- **REQUEST 1**
Retype the part of the OptionLab project page starting with "If you have" and going on through "created Strategy object.".
- **REQUEST 2**
Extend the OptionLab project page beyond its final sentence, carrying on from the point where it ends.

- **PASSAGE GIVEN**

++++

Evaluate option strategies
Project description
OptionLab
This package is a lightweight library written entirely in Python, designed to provide quick evaluation of option strategies.
The code produces various outputs, including the profit/loss profile of the strategy on a user-defined target date, the range of stock prices for which the strategy is profitable (i.e., generating a return greater than $0.01), the Greeks associated with each leg of the strategy, the resulting debit or credit on the trading account, the maximum and minimum returns within a specified lower and higher price range of the underlying asset, and an estimate of the strategy's probability of profit.
The probability of profit (PoP) for the strategy is calculated based on the distribution of estimated prices of the underlying asset on the user-defined target date. Specifically, for the price range in the payoff where the strategy generates profit, the PoP represents the probability that the stock price will fall within that range. This distribution of underlying asset prices on the target date can be lognormal, log-Laplace, or derived from the Black-Scholes model. Additionally, the distribution can be obtained through simulations (e.g., Monte Carlo) or machine learning models.
Despite the code having been developed with option strategies in mind, it can also be used for strategies that combine options with stocks and/or take into account the profits or losses of closed trades.
If you have any questions, corrections, comments or suggestions, just drop a message. You can also reach me on Linkedin.
Installation
The easiest way to install OptionLab is using pip:
pip install optionlab
Basic usage
Usage examples for several strategies can be found in the examples directory.
To evaluate an option strategy, you need to import the Strategy class from the strategy module and instantiate it:
from optionlab.strategy import Strategy
st=Strategy()
Next, you need to pass the input data to the getdata() method of the newly created Strategy object.

++++

- **DATA LINES**
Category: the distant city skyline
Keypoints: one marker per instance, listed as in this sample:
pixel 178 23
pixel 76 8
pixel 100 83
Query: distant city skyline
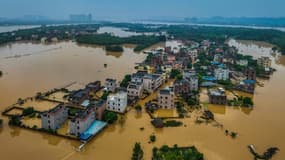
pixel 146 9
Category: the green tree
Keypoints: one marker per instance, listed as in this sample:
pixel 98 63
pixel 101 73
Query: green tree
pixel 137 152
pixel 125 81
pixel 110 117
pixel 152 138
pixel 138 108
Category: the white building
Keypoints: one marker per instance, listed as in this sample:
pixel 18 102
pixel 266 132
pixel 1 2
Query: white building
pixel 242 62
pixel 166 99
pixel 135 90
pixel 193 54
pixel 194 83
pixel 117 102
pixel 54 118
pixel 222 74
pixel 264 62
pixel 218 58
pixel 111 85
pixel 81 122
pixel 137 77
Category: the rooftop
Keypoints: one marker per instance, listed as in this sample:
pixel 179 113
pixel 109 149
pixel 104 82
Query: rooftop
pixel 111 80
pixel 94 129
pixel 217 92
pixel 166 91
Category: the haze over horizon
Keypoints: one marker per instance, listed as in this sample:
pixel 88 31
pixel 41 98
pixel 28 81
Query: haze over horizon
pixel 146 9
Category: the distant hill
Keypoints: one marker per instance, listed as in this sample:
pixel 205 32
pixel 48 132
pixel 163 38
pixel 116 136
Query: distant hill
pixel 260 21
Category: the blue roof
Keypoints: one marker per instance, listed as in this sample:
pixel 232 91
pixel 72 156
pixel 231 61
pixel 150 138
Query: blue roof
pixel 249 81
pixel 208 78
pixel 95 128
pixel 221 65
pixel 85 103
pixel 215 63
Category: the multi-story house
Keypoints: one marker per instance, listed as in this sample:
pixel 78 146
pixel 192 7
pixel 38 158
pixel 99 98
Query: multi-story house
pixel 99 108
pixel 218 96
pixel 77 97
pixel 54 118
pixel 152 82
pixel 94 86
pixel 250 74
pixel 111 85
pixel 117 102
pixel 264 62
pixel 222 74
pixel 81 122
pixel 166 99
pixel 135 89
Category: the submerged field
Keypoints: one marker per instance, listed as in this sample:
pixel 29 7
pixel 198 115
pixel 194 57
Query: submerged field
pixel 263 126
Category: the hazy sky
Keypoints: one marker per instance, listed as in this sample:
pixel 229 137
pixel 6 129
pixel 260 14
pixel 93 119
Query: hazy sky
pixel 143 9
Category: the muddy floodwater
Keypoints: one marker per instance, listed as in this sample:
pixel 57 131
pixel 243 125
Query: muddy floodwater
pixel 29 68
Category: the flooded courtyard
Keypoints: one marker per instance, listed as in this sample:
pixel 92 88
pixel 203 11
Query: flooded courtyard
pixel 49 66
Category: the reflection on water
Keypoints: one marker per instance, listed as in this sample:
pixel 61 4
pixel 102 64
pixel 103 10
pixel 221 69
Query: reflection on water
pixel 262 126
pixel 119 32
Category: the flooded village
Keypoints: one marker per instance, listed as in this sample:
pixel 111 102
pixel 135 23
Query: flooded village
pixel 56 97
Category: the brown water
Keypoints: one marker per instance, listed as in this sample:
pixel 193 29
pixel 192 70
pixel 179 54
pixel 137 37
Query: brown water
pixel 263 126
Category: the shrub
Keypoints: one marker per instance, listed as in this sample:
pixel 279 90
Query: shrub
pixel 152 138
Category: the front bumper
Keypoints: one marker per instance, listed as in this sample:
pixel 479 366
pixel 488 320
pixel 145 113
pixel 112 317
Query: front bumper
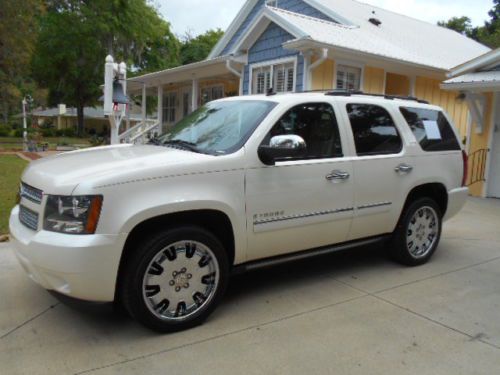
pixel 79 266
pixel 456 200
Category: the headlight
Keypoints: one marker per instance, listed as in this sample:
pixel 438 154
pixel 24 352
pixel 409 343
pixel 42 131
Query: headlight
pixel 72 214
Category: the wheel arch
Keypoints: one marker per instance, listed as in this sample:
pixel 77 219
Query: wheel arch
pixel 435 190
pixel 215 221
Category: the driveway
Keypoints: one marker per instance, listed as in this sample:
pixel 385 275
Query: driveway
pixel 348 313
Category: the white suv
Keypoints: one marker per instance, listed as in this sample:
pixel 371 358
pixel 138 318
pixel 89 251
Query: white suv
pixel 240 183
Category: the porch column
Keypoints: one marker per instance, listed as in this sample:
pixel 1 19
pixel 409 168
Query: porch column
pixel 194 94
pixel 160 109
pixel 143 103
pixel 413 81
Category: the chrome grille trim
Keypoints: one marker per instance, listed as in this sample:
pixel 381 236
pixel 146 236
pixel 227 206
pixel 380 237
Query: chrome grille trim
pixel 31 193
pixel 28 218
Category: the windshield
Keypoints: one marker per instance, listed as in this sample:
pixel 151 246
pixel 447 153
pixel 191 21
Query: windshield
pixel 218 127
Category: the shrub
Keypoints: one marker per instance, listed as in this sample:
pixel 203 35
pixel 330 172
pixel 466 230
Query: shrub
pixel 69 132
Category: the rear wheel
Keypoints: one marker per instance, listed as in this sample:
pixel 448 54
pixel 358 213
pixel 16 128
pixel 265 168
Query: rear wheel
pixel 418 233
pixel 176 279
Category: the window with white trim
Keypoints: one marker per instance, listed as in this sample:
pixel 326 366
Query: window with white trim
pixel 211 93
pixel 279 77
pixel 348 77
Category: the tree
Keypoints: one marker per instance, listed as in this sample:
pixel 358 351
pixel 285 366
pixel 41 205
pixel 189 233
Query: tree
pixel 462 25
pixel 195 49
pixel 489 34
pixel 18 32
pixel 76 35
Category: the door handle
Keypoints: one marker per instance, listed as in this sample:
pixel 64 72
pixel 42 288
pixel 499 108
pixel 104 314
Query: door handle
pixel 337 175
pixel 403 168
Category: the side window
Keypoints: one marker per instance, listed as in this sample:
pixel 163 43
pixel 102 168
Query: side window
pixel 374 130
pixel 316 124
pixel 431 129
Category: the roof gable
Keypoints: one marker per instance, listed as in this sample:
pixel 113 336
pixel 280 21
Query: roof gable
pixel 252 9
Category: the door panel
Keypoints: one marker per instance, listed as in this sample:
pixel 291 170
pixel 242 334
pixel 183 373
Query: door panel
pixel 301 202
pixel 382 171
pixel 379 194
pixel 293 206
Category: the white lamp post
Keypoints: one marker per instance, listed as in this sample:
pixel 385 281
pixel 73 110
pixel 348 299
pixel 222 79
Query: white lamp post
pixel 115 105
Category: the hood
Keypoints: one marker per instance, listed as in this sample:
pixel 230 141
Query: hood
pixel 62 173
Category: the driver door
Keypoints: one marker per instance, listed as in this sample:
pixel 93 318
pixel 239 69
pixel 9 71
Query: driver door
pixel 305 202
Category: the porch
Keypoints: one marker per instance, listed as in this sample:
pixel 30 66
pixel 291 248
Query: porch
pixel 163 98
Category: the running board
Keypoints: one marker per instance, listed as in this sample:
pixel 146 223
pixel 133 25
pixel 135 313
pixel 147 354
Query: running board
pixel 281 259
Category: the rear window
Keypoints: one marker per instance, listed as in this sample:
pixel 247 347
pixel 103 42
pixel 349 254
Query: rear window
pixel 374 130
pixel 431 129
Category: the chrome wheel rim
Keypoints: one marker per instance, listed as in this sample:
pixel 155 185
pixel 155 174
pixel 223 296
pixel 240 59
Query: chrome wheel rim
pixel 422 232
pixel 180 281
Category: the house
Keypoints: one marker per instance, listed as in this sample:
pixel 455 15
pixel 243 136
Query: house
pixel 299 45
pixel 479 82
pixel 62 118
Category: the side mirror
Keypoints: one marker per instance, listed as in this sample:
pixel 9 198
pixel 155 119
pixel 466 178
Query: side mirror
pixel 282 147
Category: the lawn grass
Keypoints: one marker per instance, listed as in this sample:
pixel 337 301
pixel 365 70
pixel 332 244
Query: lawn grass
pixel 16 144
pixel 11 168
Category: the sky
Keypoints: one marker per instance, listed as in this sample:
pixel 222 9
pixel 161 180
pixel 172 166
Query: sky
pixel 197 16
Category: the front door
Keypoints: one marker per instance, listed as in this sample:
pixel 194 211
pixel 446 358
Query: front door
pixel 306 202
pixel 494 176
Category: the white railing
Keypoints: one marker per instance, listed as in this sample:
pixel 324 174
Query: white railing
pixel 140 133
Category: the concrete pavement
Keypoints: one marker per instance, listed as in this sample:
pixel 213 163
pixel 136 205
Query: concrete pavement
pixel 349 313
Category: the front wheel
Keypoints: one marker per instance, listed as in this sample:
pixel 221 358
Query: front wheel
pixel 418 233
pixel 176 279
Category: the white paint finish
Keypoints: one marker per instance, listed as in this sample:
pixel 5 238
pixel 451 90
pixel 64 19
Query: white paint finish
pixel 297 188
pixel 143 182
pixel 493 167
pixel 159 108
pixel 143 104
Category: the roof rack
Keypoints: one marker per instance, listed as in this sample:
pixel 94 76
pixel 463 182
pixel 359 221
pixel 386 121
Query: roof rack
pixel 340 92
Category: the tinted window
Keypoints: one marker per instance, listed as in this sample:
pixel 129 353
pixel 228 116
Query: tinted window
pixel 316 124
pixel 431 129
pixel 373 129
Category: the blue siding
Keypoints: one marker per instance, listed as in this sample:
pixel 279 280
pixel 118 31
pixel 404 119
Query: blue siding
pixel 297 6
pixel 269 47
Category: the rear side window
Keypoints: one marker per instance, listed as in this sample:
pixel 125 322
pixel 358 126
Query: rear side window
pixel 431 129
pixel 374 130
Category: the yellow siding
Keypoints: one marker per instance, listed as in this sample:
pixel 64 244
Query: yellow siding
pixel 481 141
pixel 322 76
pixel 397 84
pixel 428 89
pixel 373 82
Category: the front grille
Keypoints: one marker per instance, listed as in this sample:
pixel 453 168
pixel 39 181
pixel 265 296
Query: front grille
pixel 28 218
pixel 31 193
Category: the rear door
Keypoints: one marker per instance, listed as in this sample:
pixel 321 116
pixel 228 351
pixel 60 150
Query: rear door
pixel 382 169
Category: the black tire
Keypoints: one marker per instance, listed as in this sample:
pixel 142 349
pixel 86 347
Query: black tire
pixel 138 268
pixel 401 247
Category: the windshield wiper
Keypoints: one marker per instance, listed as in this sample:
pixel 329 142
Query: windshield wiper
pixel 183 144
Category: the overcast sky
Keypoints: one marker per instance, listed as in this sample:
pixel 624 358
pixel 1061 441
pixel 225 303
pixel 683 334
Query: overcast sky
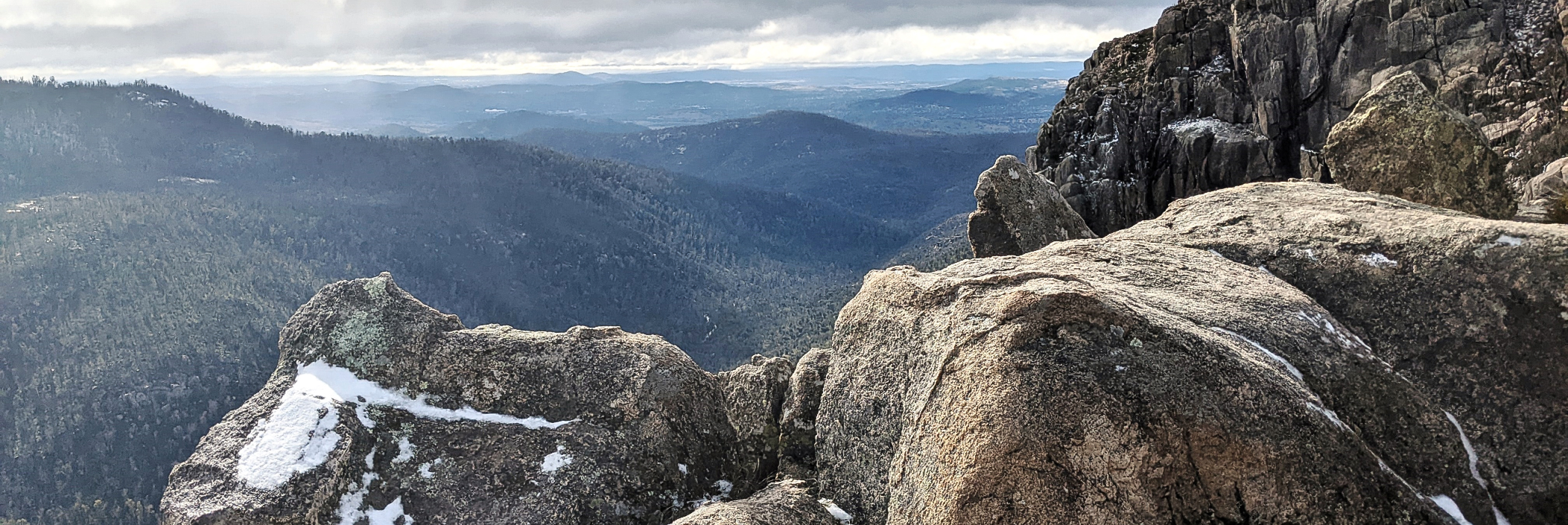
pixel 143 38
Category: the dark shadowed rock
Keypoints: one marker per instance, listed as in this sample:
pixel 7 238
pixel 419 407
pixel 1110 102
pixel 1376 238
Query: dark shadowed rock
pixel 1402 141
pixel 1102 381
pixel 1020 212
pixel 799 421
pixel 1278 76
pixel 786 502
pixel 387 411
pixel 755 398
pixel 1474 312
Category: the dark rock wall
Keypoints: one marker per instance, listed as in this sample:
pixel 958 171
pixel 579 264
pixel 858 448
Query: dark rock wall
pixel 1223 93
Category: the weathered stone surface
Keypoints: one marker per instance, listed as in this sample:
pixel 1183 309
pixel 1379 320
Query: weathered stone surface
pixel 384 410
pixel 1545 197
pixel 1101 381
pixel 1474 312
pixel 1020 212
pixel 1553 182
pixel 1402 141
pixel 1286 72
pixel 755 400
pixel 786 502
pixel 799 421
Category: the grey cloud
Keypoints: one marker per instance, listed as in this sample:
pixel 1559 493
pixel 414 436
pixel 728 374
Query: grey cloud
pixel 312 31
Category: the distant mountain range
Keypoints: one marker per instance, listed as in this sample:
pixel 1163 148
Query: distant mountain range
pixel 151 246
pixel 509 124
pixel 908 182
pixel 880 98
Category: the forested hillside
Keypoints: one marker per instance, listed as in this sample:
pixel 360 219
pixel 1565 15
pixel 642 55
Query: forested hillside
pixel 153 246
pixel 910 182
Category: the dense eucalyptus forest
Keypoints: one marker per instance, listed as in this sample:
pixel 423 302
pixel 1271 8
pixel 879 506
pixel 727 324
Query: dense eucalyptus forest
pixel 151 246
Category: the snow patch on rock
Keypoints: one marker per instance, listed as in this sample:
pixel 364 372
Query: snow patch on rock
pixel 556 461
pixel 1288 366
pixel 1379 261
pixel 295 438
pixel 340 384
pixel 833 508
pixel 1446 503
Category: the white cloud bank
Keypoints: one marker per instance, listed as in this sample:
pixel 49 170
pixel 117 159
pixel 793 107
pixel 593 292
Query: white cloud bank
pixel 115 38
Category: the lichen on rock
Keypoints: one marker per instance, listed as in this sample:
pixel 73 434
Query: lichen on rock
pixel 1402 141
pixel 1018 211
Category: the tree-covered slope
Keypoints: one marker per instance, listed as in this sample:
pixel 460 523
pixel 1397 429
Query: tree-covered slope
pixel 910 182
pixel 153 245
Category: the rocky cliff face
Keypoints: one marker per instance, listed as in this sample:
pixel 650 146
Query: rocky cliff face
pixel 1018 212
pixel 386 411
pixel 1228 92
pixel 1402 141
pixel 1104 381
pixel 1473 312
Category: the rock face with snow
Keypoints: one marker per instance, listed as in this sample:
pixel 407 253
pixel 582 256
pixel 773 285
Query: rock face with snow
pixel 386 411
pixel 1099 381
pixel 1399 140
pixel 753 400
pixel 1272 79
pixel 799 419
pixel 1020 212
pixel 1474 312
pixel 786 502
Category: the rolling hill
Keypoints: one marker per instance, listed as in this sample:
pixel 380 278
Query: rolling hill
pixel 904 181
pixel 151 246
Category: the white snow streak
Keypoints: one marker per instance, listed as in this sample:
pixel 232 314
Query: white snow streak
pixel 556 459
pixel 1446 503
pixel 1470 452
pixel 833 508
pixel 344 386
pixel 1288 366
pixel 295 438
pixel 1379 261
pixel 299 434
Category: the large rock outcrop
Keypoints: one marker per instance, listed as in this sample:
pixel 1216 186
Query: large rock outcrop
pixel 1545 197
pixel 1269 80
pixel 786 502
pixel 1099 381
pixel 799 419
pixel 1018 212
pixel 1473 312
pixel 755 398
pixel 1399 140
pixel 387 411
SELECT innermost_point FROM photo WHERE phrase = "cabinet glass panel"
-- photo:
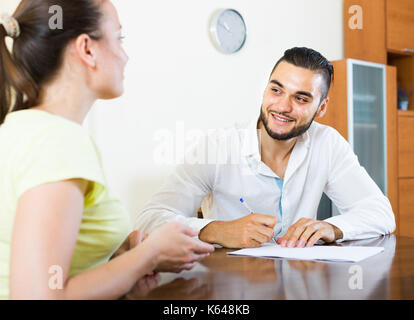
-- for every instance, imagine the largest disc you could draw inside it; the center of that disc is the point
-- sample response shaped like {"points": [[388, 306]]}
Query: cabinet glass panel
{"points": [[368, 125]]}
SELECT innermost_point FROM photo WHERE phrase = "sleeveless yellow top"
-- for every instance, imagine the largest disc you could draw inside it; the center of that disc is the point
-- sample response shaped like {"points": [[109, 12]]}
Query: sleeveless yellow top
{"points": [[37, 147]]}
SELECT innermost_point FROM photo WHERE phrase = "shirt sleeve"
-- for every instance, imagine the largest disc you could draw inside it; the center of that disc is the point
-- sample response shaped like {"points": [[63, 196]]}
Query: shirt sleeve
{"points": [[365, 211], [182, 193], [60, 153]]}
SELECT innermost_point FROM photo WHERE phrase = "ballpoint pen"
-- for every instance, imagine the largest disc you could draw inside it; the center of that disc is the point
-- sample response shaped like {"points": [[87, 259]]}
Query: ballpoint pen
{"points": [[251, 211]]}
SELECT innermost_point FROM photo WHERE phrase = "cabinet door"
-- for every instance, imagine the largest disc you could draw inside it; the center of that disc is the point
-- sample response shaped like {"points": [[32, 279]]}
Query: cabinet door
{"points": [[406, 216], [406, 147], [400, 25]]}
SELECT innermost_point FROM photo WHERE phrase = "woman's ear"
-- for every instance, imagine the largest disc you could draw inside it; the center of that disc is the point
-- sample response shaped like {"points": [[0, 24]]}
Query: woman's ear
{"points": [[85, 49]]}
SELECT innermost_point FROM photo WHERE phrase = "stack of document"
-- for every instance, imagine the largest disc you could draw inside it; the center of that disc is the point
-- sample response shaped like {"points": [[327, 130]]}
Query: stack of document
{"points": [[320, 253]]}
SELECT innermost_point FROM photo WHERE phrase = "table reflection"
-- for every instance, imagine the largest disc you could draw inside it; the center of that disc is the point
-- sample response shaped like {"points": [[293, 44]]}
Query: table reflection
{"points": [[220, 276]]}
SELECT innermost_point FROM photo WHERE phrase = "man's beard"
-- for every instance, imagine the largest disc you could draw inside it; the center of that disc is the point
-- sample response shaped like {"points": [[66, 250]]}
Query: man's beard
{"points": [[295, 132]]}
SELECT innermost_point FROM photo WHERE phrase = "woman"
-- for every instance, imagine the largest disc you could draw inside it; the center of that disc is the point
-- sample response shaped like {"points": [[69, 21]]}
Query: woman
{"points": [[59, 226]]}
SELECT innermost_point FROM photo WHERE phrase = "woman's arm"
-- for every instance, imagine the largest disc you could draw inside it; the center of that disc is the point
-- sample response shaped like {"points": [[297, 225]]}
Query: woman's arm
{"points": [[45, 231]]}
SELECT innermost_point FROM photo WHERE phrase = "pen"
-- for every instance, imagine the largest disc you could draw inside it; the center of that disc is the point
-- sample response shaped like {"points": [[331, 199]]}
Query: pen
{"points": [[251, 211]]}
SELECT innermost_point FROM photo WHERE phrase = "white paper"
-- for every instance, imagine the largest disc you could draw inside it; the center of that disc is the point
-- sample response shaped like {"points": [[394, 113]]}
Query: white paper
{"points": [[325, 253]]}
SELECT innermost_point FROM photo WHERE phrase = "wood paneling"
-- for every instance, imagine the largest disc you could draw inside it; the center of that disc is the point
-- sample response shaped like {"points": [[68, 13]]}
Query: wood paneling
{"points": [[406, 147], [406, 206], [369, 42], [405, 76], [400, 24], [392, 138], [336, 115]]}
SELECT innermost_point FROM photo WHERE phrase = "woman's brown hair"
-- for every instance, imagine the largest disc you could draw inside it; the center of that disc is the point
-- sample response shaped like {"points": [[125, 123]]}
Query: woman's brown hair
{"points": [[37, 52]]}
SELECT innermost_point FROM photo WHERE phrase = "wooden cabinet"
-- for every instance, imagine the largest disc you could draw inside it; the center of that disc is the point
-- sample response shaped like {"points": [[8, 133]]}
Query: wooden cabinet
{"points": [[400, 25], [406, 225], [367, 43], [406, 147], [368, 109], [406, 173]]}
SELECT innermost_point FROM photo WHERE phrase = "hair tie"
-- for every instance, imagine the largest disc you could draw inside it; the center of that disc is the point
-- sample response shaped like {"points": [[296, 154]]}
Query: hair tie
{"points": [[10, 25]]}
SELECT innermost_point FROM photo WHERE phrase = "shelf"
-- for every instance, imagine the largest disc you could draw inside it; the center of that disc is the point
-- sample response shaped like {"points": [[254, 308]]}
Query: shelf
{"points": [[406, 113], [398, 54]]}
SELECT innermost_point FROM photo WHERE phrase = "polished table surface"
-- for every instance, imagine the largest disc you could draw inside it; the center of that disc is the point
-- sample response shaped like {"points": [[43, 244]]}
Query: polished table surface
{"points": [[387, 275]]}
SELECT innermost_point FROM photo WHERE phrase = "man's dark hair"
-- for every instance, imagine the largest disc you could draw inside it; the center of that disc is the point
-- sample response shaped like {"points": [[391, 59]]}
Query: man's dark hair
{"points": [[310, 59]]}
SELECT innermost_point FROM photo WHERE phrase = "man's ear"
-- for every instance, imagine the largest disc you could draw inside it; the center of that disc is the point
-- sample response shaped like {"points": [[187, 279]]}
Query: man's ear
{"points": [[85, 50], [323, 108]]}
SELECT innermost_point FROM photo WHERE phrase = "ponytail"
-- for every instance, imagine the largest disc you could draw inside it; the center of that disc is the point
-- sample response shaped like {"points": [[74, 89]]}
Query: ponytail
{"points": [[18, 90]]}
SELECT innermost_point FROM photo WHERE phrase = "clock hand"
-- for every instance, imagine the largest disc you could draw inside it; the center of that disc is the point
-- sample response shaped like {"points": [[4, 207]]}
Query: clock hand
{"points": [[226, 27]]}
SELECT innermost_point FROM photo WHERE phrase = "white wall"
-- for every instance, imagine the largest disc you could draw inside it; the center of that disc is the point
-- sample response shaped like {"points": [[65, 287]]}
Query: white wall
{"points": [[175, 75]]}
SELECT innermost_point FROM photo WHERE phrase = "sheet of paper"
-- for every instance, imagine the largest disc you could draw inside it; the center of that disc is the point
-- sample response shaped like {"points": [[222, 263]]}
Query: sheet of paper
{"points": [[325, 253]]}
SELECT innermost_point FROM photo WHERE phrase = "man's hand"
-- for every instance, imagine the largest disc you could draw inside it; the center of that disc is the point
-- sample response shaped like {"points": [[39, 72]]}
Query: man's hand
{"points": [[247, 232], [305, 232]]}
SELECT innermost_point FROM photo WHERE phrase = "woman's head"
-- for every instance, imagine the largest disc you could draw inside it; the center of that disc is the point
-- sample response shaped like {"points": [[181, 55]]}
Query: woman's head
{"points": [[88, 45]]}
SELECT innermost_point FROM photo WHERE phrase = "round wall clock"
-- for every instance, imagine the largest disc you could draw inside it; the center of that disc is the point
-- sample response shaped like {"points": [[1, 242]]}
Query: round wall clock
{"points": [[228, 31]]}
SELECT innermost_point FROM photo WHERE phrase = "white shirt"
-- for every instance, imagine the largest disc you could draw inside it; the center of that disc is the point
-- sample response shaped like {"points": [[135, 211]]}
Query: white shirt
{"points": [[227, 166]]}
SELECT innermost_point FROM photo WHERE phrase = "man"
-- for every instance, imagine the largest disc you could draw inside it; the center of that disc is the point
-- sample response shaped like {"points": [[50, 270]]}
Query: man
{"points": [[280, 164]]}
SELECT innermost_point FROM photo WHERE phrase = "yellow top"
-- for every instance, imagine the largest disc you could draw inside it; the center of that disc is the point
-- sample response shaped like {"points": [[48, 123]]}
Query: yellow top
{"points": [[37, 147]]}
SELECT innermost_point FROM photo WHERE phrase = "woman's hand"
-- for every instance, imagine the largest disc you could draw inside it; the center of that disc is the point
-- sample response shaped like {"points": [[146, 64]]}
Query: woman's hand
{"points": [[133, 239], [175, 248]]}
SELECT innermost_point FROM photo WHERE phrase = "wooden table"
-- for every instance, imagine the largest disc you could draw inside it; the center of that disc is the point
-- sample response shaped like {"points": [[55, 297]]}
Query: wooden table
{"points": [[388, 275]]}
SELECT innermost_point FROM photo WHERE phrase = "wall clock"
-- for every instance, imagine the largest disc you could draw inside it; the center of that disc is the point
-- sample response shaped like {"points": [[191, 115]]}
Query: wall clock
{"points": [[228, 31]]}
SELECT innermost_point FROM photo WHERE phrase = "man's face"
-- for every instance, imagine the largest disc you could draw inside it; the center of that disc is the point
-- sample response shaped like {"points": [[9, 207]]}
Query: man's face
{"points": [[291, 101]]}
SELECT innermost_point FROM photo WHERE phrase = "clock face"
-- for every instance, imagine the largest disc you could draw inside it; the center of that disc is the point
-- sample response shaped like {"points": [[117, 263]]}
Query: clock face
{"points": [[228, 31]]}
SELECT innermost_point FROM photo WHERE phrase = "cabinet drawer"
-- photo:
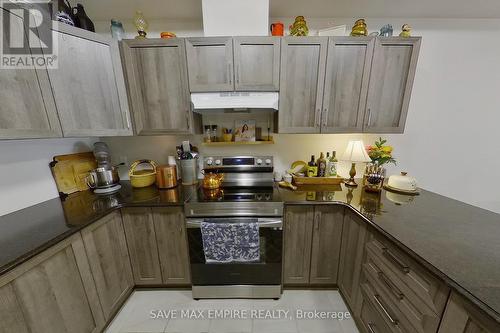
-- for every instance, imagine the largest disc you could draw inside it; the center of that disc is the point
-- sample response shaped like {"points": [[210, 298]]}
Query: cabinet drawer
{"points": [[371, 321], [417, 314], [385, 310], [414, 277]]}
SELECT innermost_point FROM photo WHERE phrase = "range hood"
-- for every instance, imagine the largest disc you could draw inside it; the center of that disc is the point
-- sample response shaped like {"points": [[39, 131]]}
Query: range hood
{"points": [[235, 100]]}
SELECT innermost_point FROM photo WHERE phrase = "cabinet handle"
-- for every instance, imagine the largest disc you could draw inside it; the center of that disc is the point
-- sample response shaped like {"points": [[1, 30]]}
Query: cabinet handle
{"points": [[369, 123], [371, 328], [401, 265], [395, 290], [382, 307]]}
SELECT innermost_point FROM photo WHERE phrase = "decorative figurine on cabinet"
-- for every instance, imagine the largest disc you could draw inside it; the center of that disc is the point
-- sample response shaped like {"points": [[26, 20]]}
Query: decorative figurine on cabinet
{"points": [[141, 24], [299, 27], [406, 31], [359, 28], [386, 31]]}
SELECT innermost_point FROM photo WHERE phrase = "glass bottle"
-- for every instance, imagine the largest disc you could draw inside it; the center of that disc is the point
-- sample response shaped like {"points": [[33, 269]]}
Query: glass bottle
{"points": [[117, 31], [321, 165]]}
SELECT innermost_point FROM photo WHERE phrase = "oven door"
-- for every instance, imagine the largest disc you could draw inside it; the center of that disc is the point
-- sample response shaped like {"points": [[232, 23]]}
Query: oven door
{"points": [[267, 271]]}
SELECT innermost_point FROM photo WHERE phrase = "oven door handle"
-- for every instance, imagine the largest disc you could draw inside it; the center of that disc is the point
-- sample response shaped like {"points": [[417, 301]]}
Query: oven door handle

++++

- **TASK RESULT 1**
If you have any questions, corrections, comments or suggestions, just drop a message. You can also reach me on Linkedin.
Installation
The easiest way to install OptionLab is using pip:
pip install optionlab
Basic usage
Usage examples for several strategies can be found in the examples directory.
To evaluate an option strategy, you need to import the Strategy class from the strategy module and instantiate it:
from optionlab.strategy import Strategy
st=Strategy()
Next, you need to pass the input data to the getdata() method of the newly created Strategy object.

- **TASK RESULT 2**
This method accepts the following parameters:
-
stockprice : float
Spot price of the underlying.
-
volatility : float
Annualized volatility.
-
interestrate : float
Annualized risk-free interest rate.
-
minstock : float
Minimum value of the stock in the stock price domain.
-
maxstock : float
Maximum value of the stock in the stock price domain.
-
strategy : list
A Python list containing the strategy legs as Python dictionaries (see below).
-
dividendyield : float, optional
Annualized dividend yield. Default is 0.0.
-
profittarg : float, optional
Target profit level. Default is None, which means it is not calculated.
-
losslimit : float, optional
Limit loss level. Default is None, which means it is not calculated.
-
optcommission : float
Broker commission for options transactions. Default is 0.0.
-
stockcommission : float
Broker commission for stocks transactions. Default is 0.0.
-
compute_the_greeks : logical, optional
Whether or not Black-Scholes formulas should be used to compute the Greeks. Default is False.
-
compute_expectation : logical, optional
Whether or not the strategy's average profit and loss must be computed from a numpy array of random terminal prices generated from the chosen distribution. Default is False.
-
use_dates : logical, optional
Whether the target and maturity dates are provided or not. If False, the number of days remaining to the target date and maturity are provided. Default is True.
-
discard_nonbusinessdays : logical, optional
Whether to discard Saturdays and Sundays (and maybe holidays) when counting the number of days between two dates. Default is True.
-
country : string, optional
Country for which the holidays will be considered if discard_nonbusinessdyas is True. Default is "US".
-
startdate : string, optional
Start date in the calculations, in "YYYY-MM-DD" format. Default is "". Mandatory if use_dates is True.
-
targetdate : string, optional
Target date in the calculations, in "YYYY-MM-DD" format. Default is "". Mandatory if use_dates is True.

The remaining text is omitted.